→ SOURCE MATERIAL:
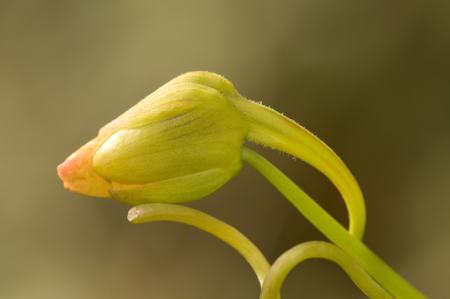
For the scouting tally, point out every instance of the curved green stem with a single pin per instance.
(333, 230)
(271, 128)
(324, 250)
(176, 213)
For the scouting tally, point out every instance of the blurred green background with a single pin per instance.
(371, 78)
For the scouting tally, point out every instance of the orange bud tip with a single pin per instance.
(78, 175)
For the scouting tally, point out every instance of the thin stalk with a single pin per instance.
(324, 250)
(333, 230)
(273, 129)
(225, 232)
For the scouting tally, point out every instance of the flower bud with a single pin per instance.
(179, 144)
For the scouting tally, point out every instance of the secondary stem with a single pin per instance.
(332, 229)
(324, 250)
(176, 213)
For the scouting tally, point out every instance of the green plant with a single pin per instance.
...
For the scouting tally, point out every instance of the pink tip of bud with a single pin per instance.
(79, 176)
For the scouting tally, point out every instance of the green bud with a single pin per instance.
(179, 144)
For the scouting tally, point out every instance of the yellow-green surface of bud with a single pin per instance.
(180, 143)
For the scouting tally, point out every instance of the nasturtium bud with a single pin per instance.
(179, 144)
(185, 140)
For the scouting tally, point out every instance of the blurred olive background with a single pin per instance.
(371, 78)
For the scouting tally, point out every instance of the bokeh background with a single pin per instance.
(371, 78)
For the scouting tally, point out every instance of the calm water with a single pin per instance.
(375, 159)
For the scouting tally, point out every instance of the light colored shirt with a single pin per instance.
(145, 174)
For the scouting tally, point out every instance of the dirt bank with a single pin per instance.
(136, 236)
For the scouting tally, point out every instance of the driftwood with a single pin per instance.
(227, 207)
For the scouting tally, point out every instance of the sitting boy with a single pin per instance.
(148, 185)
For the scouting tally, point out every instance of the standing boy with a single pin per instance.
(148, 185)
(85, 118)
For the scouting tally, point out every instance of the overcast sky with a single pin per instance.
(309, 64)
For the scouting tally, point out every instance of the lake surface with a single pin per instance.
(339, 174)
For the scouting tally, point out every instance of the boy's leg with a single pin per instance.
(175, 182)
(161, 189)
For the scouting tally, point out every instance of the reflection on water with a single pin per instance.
--
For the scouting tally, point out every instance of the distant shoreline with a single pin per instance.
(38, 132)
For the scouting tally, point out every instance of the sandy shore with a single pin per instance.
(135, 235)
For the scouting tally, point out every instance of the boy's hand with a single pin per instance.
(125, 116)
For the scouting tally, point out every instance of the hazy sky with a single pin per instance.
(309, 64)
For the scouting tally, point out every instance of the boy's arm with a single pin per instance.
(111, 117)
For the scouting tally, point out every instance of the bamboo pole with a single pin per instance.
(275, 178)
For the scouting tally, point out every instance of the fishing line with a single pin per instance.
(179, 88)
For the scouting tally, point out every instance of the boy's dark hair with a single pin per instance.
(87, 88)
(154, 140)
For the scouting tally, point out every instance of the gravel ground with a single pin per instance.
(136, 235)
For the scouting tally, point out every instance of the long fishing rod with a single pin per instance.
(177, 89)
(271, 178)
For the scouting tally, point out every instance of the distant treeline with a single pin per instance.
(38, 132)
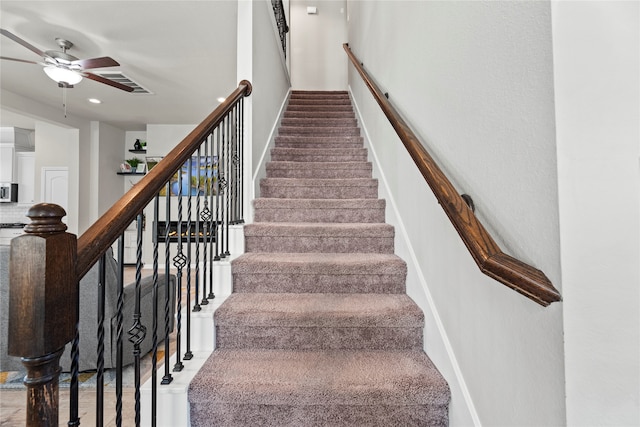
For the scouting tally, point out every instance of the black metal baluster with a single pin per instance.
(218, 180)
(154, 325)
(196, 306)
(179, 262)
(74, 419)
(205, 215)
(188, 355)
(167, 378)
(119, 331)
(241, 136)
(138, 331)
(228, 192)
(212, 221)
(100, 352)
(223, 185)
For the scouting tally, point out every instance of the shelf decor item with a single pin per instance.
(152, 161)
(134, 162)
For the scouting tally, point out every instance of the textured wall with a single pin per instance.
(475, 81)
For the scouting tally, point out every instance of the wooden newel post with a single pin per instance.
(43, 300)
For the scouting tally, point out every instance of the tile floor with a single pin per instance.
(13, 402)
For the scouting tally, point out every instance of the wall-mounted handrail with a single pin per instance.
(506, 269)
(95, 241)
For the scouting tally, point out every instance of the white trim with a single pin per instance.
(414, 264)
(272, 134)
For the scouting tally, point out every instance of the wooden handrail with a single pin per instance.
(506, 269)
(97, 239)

→ REQUIRED WORK:
How many lines in the material above contain the word "blurred"? Reply with the number alone.

→ TASK SOLUTION:
2